▸ Your goal:
With the line containing "Where can you find the duck in" as the first line and the last line of the records as the final one, reproduce that range exactly.

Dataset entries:
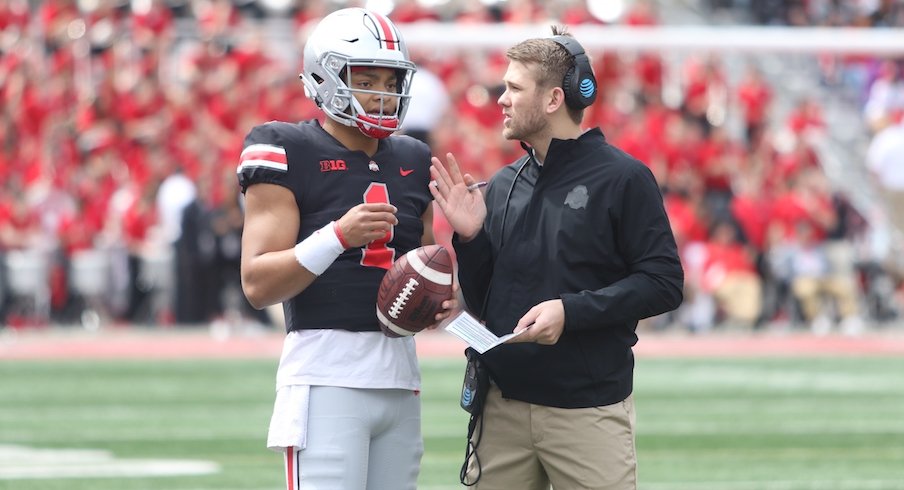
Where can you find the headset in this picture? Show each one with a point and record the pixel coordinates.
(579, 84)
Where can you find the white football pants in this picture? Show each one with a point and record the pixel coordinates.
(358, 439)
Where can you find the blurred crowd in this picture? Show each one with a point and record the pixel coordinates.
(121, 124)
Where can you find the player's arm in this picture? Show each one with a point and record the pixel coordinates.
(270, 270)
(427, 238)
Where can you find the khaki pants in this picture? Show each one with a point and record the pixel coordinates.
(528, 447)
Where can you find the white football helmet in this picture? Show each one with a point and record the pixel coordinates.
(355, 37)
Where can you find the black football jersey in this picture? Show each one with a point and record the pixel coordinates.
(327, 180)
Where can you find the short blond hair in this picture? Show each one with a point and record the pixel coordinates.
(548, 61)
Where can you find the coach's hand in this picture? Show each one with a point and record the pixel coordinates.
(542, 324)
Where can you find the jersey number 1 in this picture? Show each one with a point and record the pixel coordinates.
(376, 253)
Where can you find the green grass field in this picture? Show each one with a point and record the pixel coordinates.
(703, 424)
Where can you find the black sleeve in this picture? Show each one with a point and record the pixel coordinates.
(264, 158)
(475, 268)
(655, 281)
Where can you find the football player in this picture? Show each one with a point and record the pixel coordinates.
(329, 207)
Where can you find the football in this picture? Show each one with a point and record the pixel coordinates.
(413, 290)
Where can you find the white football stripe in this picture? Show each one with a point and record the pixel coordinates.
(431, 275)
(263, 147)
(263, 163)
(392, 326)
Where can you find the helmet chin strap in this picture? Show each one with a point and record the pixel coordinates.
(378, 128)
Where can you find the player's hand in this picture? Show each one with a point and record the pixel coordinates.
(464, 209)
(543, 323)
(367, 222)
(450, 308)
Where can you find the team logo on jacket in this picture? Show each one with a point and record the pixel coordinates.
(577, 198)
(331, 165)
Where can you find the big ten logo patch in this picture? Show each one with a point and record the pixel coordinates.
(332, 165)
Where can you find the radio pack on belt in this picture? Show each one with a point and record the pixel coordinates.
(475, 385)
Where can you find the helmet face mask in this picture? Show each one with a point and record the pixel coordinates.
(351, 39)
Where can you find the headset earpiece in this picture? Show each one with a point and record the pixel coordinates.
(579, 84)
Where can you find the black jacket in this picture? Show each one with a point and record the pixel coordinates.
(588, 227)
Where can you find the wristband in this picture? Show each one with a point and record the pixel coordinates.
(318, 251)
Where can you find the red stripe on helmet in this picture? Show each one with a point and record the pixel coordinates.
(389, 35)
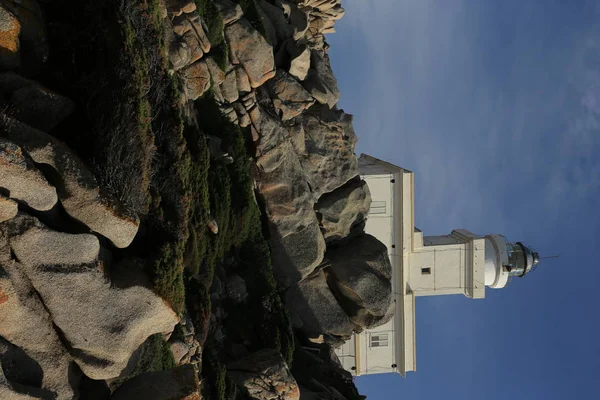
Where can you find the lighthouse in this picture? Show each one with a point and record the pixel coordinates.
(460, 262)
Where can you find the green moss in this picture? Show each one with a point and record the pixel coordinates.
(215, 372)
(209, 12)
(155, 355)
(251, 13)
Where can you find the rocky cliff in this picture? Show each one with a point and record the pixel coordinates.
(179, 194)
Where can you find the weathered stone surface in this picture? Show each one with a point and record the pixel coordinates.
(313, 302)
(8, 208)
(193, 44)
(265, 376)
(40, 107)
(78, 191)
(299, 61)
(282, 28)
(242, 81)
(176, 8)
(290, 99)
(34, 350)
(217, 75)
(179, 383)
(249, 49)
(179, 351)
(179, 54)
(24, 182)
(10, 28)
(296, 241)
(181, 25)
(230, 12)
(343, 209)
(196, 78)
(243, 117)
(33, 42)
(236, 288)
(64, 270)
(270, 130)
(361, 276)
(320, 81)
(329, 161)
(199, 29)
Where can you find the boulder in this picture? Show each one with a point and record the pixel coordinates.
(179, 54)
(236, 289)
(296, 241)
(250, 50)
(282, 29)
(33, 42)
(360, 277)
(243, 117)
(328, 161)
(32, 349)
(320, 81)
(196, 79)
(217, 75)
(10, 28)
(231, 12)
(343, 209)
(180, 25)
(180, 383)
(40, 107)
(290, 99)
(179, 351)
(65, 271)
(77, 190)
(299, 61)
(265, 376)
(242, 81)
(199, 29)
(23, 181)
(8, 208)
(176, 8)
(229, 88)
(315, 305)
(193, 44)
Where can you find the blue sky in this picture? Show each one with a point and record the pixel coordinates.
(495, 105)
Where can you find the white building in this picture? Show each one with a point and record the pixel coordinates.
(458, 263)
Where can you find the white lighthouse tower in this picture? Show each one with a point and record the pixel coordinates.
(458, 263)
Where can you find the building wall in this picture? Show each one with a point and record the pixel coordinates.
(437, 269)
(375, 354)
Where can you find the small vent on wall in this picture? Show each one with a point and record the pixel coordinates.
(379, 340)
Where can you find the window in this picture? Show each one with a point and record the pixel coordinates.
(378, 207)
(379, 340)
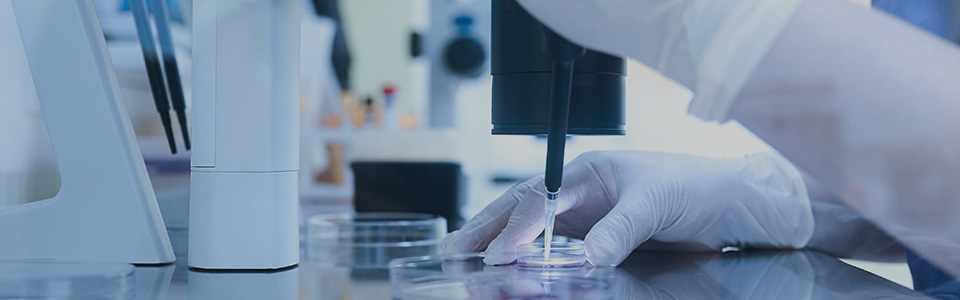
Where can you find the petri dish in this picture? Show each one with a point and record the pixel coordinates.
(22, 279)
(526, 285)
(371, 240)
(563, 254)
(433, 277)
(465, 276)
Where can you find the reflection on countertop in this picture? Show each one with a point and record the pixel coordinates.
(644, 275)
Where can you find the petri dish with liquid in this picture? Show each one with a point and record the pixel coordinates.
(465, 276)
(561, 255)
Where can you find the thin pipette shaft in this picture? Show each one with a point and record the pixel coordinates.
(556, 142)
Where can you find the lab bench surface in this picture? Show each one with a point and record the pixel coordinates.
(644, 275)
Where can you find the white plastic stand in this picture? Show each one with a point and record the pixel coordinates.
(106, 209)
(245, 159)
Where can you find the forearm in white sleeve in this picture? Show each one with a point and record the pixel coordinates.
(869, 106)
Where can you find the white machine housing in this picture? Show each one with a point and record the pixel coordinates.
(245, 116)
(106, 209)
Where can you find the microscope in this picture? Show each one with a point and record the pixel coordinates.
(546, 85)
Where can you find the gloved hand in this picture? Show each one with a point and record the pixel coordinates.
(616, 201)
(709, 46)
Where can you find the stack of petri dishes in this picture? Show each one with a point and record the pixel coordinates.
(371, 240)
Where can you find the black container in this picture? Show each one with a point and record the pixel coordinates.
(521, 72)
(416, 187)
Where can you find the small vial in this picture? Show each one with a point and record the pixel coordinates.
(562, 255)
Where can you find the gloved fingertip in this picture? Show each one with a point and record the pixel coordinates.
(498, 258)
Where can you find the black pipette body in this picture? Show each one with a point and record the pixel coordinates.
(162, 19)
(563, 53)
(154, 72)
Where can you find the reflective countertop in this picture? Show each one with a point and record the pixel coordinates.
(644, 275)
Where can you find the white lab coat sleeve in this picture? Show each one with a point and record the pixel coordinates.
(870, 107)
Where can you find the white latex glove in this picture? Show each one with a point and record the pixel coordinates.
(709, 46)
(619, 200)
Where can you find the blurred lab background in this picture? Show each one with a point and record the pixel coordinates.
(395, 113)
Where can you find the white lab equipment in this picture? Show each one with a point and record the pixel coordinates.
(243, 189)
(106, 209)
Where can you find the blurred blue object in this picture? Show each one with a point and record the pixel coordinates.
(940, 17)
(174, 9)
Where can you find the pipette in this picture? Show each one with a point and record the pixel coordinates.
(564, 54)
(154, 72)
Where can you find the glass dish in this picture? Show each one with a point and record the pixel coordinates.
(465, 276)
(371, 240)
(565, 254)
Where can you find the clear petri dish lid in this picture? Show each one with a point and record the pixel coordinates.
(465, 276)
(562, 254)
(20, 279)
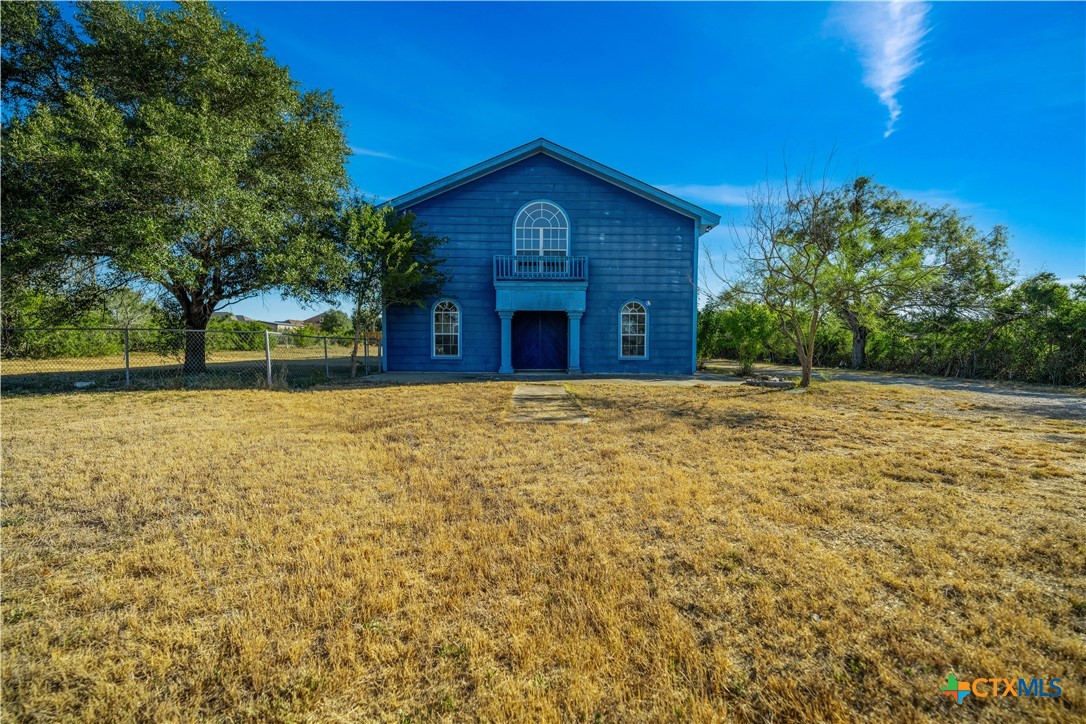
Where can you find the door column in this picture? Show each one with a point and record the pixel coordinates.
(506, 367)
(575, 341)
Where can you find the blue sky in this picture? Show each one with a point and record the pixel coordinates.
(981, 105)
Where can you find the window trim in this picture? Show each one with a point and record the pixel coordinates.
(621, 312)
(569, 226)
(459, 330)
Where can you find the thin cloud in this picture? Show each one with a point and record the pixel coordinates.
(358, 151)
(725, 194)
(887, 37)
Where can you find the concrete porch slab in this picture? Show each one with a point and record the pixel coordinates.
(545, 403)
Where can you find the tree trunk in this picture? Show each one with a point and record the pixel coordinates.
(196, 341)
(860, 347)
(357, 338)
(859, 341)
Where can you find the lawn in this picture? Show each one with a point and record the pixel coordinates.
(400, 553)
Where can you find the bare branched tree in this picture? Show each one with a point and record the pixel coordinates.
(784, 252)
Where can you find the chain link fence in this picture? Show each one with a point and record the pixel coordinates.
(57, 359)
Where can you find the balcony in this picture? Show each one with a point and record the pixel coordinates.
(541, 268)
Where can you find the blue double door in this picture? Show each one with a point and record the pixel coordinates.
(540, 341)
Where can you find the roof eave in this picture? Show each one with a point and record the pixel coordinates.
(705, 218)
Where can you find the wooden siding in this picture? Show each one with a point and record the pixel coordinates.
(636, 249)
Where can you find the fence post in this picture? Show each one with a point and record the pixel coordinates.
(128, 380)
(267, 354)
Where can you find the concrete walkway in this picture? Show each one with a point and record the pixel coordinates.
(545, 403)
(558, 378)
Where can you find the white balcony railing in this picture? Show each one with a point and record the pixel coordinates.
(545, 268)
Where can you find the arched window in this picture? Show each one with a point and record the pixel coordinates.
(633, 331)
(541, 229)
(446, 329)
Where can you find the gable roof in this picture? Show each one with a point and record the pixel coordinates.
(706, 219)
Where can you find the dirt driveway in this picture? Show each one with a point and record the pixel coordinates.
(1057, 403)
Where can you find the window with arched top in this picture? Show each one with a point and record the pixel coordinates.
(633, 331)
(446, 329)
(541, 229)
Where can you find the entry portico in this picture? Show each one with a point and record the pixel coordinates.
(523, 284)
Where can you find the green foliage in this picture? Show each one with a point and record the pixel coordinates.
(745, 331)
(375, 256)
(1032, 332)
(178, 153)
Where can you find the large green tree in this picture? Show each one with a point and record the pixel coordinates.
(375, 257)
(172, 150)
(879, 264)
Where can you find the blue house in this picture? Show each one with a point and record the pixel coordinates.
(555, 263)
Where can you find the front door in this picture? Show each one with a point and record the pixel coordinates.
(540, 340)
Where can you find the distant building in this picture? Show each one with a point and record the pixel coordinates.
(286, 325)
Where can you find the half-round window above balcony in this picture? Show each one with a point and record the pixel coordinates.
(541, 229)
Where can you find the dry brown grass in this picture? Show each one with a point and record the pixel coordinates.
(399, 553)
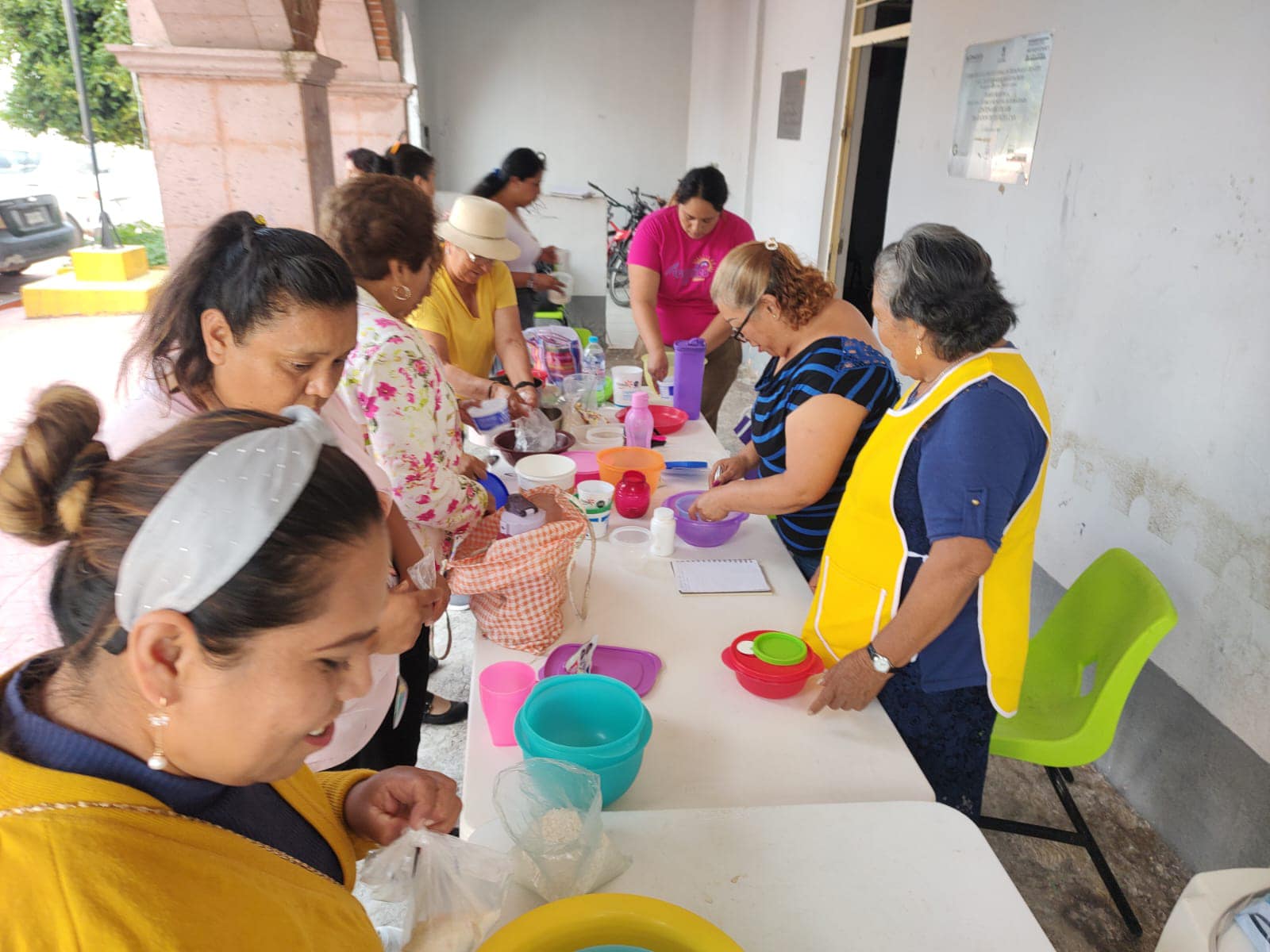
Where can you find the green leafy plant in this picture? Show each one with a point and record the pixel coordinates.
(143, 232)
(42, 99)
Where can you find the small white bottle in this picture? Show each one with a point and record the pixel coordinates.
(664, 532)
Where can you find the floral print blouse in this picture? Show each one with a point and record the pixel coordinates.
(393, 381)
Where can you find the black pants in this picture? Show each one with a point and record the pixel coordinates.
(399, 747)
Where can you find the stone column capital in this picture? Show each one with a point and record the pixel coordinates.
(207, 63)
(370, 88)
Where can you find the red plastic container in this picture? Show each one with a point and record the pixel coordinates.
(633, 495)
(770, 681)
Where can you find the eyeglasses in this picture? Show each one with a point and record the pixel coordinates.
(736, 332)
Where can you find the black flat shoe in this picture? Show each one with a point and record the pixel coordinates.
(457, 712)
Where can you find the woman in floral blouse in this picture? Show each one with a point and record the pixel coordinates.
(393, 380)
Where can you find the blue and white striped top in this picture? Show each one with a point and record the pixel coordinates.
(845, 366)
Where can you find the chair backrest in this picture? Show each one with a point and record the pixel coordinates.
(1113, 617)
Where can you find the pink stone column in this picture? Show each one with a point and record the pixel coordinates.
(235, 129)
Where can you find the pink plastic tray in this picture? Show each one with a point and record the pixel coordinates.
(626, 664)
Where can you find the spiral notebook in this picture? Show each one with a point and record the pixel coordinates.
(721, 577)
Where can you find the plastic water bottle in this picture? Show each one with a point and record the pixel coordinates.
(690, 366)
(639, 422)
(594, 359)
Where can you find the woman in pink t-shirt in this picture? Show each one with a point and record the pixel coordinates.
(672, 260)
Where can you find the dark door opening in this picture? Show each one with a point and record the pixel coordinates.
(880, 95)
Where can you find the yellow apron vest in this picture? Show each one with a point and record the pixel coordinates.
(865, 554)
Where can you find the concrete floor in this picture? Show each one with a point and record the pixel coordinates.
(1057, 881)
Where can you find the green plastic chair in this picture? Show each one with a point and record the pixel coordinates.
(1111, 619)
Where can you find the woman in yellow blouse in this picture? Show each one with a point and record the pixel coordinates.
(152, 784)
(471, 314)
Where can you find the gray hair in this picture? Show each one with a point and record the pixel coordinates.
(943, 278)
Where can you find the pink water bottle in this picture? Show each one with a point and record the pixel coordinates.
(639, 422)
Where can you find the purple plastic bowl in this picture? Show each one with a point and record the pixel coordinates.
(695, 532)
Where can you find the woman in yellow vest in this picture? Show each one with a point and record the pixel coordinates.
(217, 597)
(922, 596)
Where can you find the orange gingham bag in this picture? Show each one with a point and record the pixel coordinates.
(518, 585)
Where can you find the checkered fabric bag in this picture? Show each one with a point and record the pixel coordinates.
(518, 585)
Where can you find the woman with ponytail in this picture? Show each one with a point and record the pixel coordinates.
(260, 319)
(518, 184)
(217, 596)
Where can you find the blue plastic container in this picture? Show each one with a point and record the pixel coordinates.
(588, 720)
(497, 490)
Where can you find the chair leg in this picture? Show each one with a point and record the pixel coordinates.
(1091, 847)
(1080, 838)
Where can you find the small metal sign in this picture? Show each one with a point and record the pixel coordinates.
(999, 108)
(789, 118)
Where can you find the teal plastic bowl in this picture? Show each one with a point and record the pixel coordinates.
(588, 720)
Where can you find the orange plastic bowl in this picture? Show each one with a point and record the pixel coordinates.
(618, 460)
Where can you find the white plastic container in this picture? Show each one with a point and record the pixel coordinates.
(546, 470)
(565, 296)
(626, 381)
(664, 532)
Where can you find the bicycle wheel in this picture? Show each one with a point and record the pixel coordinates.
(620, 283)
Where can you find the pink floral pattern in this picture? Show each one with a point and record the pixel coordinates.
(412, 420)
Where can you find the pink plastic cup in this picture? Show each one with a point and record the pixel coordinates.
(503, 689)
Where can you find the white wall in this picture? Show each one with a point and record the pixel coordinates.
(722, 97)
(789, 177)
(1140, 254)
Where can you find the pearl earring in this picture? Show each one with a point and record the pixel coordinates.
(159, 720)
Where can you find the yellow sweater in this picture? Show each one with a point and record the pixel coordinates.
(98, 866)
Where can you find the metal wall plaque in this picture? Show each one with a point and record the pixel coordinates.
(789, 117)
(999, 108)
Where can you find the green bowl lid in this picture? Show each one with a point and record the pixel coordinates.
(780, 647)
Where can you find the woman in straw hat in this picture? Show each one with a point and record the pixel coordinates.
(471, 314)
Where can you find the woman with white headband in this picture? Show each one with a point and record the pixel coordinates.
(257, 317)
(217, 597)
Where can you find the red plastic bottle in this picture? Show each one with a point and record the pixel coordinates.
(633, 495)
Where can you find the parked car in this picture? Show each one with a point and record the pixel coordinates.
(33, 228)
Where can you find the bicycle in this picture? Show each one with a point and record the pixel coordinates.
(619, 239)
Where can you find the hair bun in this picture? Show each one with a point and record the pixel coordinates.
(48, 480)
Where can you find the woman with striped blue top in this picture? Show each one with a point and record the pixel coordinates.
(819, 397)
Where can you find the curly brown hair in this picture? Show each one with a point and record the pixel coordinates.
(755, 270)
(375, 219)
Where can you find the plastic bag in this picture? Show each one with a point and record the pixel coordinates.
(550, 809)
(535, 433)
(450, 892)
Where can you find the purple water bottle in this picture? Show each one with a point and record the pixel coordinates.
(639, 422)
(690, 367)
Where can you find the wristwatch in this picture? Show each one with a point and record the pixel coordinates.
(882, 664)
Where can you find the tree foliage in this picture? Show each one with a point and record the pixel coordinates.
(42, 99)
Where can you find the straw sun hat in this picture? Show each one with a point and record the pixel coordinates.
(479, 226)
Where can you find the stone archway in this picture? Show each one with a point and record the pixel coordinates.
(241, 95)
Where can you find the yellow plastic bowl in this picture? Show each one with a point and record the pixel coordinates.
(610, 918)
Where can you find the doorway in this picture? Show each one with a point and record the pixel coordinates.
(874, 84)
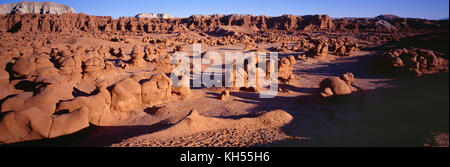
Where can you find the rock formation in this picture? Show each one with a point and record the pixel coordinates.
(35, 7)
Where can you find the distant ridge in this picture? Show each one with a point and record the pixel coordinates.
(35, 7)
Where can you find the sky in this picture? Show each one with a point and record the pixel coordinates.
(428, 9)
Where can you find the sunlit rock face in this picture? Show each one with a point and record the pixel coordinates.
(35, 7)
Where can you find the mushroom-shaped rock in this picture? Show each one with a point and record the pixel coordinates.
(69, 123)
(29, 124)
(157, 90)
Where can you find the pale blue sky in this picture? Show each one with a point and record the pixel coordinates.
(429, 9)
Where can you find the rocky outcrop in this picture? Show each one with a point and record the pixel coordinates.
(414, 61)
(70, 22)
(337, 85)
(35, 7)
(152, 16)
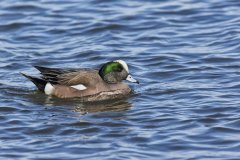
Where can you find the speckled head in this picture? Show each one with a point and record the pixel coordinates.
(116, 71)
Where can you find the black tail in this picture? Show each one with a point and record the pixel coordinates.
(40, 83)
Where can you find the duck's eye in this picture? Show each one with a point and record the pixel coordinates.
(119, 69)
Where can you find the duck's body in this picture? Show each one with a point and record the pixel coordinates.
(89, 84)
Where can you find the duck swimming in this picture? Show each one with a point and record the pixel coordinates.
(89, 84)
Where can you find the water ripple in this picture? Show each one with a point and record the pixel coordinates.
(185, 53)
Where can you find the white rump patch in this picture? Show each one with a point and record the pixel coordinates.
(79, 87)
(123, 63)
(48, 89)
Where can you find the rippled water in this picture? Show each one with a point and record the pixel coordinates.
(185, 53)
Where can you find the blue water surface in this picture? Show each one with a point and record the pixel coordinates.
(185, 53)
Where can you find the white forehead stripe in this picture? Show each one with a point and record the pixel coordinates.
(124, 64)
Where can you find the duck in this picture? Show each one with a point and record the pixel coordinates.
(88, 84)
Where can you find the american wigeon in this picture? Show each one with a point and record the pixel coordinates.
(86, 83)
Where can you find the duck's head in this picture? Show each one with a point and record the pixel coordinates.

▸ Result of this exercise:
Where can you find the duck in this picture? Show each one with a point and record the pixel coordinates.
(88, 84)
Where can you find the american wigeon in this picture? Show each one with a point and record the pixel coordinates.
(86, 83)
Where can you find the duck's head in this picture? Show each one with a point and record the pixel coordinates.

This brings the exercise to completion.